── TESTO IN ESAME ──
Una società difficile per uomini e donne, ma per queste ultime in modo particolare: relegate a una posizione subalterna, private della scolarizzazione, dei diritti, del lavoro e delle proprietà, e, per finire, anche dell’identità, hanno un puro ruolo di incubatrice, e arrivano a poter essere genitrici solo se fanno parte della casta più alta.

Non è facile per nessuno vivere in un mondo integralista ed essere obbligati solamente a procreare limitando i propri impulsi, ma il sacrificio maschile (a cui, peraltro, la casta dominante può permettersi di venir meno) è niente rispetto a quello delle donne.

Il romanzo mostra chiaramente come, alla fin fine, tutte le donne, qualsiasi sia il ruolo assegnato, si trovino in una condizione disperata: che siano le mogli sterili degli uomini di potere a cui vengono affiancate le ancelle incubatrici; che siano le ancelle costrette a essere invisibili e usate solamente per il loro utero; che siano le schiave tuttofare di casa; che siano le “NON-donne” esiliate al confino a raccogliere materiale radioattivo; che siano le ribelli relegate al mercato nero e utilizzate come prostitute. In questo sistema sociale, le donne sono solo “mogli-di” o “donne-di”. I loro nomi, infatti, sono dei patronimici che richiamano il nome del marito: la protagonista si chiama infatti DiFred.
───
── MATERIALE FORNITO ──
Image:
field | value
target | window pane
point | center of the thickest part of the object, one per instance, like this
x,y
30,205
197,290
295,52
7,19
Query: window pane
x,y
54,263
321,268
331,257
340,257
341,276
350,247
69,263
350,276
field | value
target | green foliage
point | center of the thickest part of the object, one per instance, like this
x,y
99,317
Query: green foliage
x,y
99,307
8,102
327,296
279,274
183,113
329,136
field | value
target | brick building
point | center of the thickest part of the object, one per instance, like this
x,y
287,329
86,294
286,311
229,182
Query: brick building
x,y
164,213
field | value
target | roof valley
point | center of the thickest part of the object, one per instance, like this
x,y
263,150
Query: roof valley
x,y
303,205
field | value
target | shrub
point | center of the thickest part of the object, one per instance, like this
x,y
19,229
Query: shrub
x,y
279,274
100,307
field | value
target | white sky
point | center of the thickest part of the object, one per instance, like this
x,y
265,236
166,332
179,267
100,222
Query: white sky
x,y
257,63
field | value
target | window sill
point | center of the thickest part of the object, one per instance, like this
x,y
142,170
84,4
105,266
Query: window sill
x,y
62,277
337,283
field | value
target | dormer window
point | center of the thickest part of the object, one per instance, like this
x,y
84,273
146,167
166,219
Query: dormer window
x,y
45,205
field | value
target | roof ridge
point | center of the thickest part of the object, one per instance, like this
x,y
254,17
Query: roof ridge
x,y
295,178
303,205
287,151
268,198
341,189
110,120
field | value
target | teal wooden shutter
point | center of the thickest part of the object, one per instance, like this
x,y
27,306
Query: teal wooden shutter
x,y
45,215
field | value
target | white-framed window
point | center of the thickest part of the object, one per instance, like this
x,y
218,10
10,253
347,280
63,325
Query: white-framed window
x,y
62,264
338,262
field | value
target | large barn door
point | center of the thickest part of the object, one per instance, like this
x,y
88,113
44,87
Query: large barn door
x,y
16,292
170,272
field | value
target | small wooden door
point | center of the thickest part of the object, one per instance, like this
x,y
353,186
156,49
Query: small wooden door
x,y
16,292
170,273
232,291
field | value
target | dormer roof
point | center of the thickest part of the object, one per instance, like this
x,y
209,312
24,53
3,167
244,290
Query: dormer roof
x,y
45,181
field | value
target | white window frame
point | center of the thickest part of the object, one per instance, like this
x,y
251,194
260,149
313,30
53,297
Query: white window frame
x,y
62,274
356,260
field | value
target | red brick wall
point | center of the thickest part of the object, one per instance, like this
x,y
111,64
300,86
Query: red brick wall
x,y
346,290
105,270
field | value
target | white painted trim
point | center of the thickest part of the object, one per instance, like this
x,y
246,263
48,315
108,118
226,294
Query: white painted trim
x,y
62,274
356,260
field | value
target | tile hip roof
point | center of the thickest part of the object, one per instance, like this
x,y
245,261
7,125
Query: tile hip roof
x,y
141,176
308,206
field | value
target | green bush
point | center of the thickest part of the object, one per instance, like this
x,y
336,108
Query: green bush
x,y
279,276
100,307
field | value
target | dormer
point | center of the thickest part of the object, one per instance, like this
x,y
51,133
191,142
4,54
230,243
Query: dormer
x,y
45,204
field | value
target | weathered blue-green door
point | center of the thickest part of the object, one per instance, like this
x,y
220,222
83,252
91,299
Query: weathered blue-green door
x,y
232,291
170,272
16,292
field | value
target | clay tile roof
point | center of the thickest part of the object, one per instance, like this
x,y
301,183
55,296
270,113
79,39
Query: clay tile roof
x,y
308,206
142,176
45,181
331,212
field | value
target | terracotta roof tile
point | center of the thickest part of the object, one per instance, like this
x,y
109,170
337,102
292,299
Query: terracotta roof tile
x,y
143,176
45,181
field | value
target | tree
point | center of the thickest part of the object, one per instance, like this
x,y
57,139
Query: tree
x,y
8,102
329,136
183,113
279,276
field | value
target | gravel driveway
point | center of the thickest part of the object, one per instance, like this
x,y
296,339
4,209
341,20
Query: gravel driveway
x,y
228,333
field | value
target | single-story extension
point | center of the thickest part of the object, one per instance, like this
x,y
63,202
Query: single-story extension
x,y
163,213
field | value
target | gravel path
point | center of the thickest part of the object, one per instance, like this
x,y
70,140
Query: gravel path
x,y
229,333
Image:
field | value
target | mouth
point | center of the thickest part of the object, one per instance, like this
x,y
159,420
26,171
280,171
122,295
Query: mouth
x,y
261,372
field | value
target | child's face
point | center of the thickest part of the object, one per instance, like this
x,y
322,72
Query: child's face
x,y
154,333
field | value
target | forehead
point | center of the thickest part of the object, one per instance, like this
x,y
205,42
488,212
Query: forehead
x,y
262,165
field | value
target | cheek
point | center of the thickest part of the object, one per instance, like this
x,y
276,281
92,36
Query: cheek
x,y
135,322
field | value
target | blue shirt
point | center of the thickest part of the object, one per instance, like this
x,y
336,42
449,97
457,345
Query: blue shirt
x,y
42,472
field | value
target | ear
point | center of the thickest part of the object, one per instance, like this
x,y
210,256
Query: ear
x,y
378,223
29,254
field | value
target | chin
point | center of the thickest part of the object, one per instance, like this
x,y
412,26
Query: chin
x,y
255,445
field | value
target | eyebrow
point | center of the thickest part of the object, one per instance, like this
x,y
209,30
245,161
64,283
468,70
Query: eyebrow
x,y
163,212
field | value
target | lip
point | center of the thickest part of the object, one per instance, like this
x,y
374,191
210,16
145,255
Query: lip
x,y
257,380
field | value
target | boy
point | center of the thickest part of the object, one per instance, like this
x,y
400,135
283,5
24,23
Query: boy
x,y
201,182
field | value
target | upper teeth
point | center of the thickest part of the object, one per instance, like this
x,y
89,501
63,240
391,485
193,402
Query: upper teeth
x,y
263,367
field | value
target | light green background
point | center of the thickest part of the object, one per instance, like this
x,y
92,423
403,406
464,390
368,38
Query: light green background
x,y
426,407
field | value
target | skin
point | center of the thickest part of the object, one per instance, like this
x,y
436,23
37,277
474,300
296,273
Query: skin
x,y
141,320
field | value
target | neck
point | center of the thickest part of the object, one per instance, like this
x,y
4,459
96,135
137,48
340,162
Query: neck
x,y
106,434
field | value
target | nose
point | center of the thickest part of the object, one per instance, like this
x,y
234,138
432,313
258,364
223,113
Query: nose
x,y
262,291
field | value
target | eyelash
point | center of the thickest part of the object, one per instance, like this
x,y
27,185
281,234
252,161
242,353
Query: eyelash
───
● IL TUO COMPITO
Trascrivi senza modifiche il passo del testo sulla condizione delle donne che va da "Il romanzo mostra" fino a "chiama infatti DiFred." compreso.

● RISULTATO DELL'ESERCIZIO
Il romanzo mostra chiaramente come, alla fin fine, tutte le donne, qualsiasi sia il ruolo assegnato, si trovino in una condizione disperata: che siano le mogli sterili degli uomini di potere a cui vengono affiancate le ancelle incubatrici; che siano le ancelle costrette a essere invisibili e usate solamente per il loro utero; che siano le schiave tuttofare di casa; che siano le “NON-donne” esiliate al confino a raccogliere materiale radioattivo; che siano le ribelli relegate al mercato nero e utilizzate come prostitute. In questo sistema sociale, le donne sono solo “mogli-di” o “donne-di”. I loro nomi, infatti, sono dei patronimici che richiamano il nome del marito: la protagonista si chiama infatti DiFred.